▸ INSTRUCTIONS TO FOLLOW: Looking at the listing below, retype exactly the lines starting at the one containing "Query: white saucer" and ending at the one containing "written like (637,183).", both included, and nothing else.

▸ GIVEN DATA:
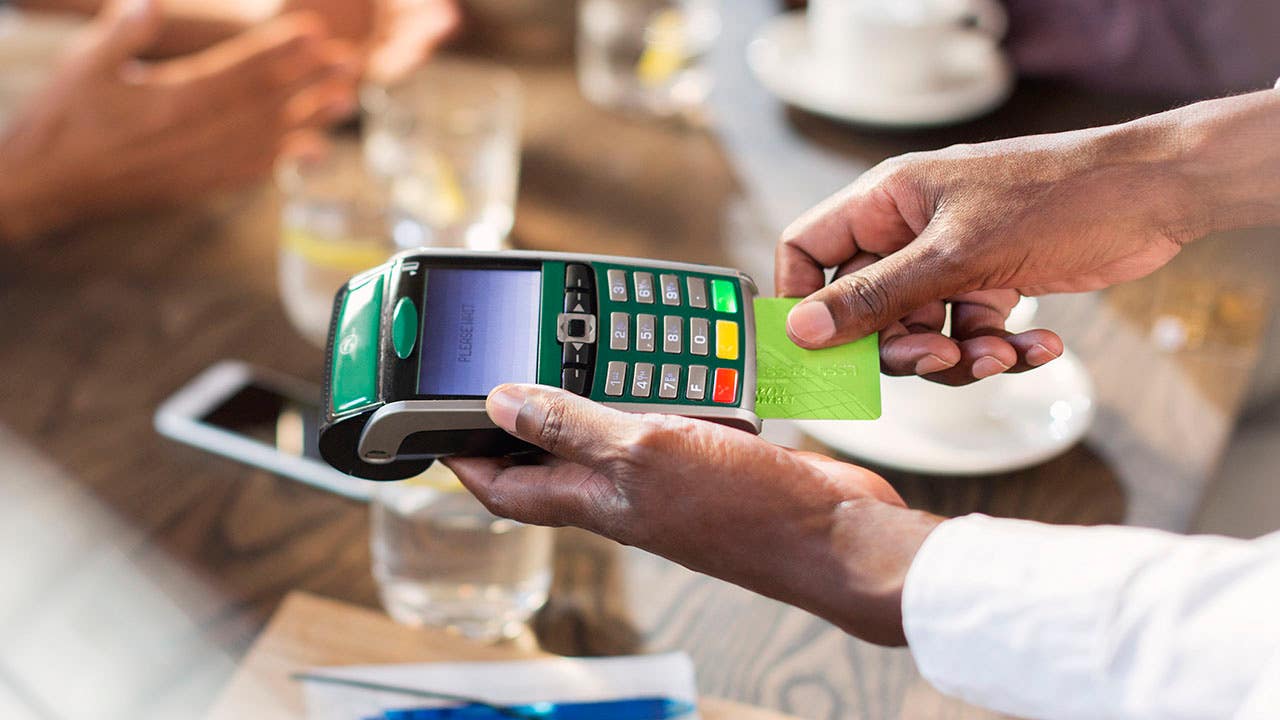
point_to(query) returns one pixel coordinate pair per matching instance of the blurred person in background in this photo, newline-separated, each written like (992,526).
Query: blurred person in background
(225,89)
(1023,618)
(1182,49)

* * *

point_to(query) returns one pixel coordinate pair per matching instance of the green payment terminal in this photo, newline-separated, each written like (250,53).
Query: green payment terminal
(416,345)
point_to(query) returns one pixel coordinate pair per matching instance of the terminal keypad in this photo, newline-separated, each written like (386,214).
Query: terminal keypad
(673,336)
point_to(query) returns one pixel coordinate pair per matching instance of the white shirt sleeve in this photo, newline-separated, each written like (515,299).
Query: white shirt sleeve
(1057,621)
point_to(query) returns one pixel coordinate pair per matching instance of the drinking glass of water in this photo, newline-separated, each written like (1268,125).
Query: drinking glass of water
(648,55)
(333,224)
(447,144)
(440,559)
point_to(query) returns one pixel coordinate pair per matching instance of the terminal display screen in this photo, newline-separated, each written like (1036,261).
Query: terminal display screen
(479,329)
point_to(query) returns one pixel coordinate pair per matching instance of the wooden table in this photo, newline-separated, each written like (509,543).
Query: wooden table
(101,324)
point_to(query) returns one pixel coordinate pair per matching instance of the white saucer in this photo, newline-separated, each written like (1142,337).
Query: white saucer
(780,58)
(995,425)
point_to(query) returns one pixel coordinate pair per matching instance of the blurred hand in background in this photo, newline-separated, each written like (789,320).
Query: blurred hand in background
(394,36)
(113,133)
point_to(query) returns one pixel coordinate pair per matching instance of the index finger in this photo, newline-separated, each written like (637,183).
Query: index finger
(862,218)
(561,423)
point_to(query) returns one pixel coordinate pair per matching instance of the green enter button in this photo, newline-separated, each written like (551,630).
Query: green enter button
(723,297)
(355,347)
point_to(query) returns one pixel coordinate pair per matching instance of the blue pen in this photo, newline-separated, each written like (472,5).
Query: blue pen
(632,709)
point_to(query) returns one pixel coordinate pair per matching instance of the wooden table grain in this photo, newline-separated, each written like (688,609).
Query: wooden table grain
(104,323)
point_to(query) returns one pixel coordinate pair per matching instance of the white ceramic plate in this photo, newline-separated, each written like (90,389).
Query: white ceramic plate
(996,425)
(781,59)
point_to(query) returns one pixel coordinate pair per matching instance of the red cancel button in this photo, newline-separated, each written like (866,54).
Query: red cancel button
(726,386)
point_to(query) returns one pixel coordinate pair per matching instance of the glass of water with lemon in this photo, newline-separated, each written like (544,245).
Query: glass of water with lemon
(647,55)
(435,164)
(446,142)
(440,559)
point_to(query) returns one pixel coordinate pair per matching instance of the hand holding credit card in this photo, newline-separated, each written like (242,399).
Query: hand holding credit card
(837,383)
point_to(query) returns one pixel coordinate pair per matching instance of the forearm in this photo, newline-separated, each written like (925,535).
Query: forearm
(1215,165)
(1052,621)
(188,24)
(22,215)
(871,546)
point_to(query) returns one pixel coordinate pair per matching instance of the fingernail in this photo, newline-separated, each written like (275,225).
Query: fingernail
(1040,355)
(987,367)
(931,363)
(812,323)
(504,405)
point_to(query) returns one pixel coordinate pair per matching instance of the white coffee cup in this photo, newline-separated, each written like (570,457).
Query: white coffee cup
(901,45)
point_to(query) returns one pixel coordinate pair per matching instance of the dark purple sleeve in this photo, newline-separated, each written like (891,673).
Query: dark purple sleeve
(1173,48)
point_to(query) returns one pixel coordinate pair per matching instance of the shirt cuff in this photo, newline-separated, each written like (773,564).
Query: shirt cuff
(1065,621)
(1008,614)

▸ OUTPUT OF THE EXERCISE:
Query: white saucer
(780,58)
(995,425)
point_to(query) returns one pixel coordinate pair per matching instance of the blurred hand in background in this photo, newline-separated, each written like (789,320).
Query: blurred hand in background
(394,36)
(113,133)
point_to(query) returns one pixel coordinate pair per matching instance of the index finger in this photo, newline-separated, each written like (637,183).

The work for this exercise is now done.